### WHAT YOU HAVE TO DO
Output only the span of lines that begins at the line containing "woman's face, one" and ends at the last line of the data, both included, exactly as they appear.

### INFORMATION PROVIDED
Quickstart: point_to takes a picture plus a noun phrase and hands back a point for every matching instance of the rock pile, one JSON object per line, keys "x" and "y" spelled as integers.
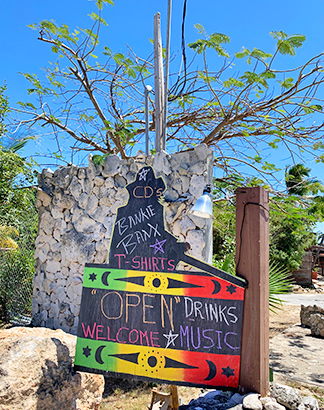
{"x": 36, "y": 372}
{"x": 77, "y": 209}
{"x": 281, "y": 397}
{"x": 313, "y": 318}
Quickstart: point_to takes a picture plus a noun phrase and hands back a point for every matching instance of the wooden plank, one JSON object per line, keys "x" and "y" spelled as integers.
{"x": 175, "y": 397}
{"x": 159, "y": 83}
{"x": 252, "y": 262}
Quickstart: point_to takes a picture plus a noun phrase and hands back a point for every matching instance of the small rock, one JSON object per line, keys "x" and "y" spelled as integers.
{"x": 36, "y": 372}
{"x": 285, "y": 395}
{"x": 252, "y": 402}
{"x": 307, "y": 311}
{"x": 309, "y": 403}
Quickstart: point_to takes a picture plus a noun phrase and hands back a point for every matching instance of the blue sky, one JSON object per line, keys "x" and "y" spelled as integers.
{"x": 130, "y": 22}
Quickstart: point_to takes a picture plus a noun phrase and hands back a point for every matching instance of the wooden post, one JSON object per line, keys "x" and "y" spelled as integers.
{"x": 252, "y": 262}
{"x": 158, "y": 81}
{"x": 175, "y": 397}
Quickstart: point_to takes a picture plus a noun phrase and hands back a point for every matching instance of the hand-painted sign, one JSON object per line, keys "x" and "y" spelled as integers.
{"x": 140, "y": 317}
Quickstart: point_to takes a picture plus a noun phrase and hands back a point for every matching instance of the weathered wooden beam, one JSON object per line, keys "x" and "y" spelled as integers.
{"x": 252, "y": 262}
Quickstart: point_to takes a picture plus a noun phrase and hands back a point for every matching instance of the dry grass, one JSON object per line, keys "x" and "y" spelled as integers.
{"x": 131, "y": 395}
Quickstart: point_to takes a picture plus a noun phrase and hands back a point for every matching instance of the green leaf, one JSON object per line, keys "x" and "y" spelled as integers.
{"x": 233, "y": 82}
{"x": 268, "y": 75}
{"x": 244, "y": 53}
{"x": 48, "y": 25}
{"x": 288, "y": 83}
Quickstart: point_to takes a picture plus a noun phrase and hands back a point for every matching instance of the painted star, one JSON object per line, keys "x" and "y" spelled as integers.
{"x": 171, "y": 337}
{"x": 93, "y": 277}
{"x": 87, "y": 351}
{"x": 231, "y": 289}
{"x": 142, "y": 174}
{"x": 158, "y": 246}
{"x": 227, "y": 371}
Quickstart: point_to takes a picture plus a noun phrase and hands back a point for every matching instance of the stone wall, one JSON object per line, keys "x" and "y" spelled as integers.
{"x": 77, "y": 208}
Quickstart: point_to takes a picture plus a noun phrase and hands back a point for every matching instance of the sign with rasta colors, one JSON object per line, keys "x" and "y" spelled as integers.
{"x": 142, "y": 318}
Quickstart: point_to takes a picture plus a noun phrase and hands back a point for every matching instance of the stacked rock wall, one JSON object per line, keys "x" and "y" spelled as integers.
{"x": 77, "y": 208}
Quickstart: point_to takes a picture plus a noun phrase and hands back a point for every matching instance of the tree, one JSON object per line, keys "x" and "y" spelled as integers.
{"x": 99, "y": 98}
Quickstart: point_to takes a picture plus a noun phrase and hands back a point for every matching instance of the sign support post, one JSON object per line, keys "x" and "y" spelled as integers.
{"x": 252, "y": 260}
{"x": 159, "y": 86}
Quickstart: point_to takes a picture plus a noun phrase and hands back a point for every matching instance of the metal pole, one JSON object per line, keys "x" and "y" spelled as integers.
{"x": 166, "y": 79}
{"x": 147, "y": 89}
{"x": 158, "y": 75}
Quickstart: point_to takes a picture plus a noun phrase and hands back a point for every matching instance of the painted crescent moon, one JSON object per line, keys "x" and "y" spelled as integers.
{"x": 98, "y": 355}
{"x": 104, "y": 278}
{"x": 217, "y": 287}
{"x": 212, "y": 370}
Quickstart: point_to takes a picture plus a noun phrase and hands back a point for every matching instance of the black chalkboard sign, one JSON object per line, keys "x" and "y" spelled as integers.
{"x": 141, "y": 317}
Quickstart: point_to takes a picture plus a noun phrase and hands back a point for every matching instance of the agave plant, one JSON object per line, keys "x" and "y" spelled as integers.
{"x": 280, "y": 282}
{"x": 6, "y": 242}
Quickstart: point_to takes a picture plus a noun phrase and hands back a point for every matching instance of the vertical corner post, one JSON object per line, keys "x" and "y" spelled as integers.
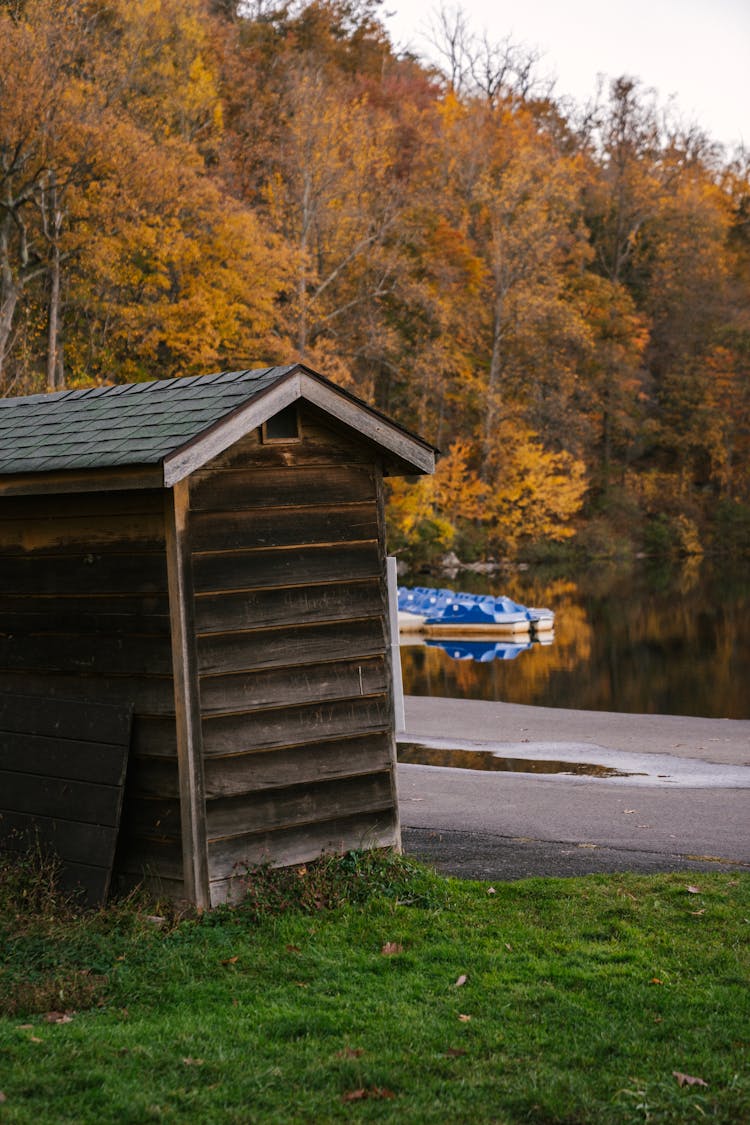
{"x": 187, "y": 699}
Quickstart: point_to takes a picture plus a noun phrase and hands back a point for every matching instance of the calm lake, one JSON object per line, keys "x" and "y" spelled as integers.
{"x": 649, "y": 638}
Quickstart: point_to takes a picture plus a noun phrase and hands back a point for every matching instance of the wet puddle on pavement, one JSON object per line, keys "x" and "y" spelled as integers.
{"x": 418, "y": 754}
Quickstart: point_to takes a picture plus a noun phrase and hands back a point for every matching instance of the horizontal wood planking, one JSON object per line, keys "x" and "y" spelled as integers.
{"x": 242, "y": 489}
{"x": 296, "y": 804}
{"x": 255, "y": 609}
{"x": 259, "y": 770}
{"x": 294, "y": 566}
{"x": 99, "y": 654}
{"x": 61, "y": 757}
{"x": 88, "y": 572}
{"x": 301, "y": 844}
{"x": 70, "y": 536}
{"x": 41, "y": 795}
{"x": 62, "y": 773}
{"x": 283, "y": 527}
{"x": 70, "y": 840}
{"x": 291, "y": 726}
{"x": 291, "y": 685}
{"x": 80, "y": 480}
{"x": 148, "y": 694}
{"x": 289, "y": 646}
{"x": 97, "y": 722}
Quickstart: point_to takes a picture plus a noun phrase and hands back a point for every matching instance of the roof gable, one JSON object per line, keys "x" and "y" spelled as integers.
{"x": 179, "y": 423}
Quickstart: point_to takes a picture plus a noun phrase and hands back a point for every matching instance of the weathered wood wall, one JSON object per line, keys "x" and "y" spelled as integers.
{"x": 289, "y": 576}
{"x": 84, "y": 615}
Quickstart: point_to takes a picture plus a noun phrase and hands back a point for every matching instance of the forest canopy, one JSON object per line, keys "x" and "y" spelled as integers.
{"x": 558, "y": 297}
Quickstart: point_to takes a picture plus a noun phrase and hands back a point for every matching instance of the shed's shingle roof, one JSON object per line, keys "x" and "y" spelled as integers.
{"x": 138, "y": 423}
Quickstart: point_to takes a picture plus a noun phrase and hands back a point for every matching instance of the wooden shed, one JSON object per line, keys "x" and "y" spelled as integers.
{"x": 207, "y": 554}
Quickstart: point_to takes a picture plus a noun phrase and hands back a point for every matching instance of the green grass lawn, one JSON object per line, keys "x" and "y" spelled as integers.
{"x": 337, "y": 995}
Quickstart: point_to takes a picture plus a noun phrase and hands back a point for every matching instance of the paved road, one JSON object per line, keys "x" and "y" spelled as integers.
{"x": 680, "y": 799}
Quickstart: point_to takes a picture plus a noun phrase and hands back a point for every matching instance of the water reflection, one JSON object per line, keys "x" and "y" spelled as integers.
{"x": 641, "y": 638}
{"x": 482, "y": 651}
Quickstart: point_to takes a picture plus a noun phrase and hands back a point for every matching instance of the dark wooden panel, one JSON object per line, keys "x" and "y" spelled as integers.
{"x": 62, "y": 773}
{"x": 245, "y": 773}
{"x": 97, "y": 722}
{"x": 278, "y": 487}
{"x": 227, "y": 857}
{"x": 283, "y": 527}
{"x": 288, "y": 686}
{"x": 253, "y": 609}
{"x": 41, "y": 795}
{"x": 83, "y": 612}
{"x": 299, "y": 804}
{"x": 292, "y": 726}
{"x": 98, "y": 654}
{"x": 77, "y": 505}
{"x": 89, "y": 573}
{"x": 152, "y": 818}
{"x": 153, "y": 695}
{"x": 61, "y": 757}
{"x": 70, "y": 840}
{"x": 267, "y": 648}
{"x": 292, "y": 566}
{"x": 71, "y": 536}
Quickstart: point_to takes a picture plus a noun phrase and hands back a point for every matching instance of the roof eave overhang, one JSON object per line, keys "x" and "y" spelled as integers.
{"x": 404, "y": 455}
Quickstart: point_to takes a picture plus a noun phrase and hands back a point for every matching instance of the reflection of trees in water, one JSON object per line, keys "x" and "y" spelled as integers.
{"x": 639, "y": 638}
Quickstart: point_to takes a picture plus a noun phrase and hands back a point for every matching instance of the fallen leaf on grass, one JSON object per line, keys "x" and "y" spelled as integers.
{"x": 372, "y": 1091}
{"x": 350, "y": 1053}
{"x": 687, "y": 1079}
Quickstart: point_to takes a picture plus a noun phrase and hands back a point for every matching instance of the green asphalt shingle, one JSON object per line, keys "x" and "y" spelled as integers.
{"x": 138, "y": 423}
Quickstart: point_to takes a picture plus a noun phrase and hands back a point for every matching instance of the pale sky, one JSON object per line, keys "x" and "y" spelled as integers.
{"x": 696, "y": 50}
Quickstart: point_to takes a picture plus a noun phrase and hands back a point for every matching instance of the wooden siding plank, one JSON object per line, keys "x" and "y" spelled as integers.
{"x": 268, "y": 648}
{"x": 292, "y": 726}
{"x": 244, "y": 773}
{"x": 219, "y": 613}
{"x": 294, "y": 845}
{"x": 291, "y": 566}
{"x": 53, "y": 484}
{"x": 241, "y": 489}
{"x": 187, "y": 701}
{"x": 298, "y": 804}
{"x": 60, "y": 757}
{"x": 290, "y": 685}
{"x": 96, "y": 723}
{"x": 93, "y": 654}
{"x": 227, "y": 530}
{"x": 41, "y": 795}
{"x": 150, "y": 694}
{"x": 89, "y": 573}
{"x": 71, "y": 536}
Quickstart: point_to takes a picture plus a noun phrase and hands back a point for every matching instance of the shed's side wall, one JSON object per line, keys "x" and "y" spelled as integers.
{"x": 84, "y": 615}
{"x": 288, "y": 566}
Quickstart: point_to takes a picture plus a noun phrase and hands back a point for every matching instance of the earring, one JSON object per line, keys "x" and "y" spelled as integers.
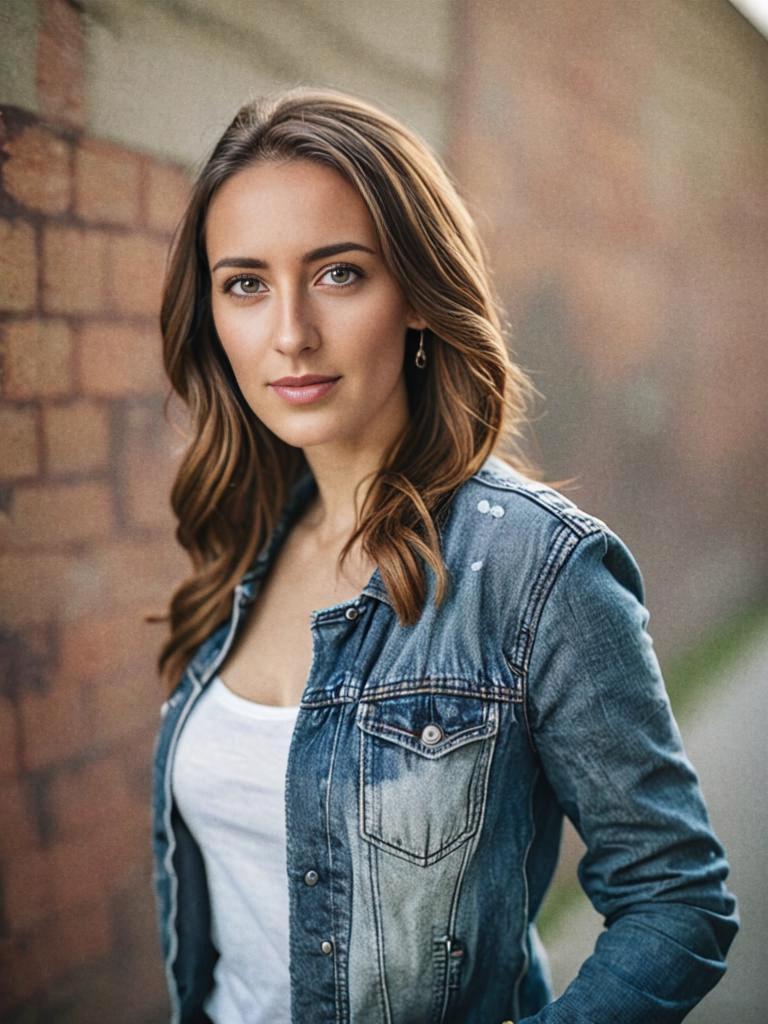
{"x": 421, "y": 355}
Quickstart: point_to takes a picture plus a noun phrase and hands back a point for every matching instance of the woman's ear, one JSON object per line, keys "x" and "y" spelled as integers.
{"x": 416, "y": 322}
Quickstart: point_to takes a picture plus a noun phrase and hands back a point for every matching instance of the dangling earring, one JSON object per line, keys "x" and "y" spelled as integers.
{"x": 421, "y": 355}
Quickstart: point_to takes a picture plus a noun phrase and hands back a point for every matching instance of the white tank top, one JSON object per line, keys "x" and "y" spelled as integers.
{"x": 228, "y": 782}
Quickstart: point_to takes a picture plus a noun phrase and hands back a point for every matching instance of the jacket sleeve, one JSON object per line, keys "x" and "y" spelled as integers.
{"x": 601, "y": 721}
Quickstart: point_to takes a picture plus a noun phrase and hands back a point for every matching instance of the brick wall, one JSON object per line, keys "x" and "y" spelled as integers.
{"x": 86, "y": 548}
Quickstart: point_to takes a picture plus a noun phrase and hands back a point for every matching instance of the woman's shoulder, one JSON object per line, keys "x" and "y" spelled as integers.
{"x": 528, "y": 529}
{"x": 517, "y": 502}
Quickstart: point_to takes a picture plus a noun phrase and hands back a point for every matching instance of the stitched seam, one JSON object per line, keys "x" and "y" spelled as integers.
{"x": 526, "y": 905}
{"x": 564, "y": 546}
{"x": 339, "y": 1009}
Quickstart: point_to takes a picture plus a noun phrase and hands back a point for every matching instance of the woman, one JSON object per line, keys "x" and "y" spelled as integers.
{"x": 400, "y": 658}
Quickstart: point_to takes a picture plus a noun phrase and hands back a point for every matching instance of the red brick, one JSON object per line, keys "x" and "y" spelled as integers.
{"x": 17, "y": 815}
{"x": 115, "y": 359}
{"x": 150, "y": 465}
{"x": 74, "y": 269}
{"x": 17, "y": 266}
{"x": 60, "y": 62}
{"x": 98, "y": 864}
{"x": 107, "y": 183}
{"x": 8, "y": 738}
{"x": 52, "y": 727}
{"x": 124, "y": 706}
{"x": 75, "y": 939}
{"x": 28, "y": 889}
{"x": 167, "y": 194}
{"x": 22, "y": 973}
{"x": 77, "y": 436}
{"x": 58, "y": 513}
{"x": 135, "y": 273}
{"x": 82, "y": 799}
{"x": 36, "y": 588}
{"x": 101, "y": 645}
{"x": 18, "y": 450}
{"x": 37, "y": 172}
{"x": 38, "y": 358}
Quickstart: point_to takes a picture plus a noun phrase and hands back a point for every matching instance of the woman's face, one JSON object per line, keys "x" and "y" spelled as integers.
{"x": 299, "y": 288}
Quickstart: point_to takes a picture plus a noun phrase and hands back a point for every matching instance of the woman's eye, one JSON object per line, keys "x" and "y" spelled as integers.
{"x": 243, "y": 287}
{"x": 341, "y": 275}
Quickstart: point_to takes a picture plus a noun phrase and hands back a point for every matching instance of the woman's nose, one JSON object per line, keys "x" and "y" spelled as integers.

### FULL RESPONSE
Quickstart: point_to takes a picture plus a noun phrase and hands back a point for every matching instance of the woman's face, one JSON object per line, keys "x" and "y" spelled as integers.
{"x": 299, "y": 288}
Quickstart: point_to takes a picture plus a noun phrase and hands back a point for every matching instance of the woman's eye, one JSON object per line, keys "x" and "y" spelled as integers.
{"x": 243, "y": 287}
{"x": 341, "y": 275}
Quickstart: point_to takes a picture plus a noun phrase and hands back a point for every matching instance of the woman's nose, one JSON object per line, keys "x" and "y" spelled as integers.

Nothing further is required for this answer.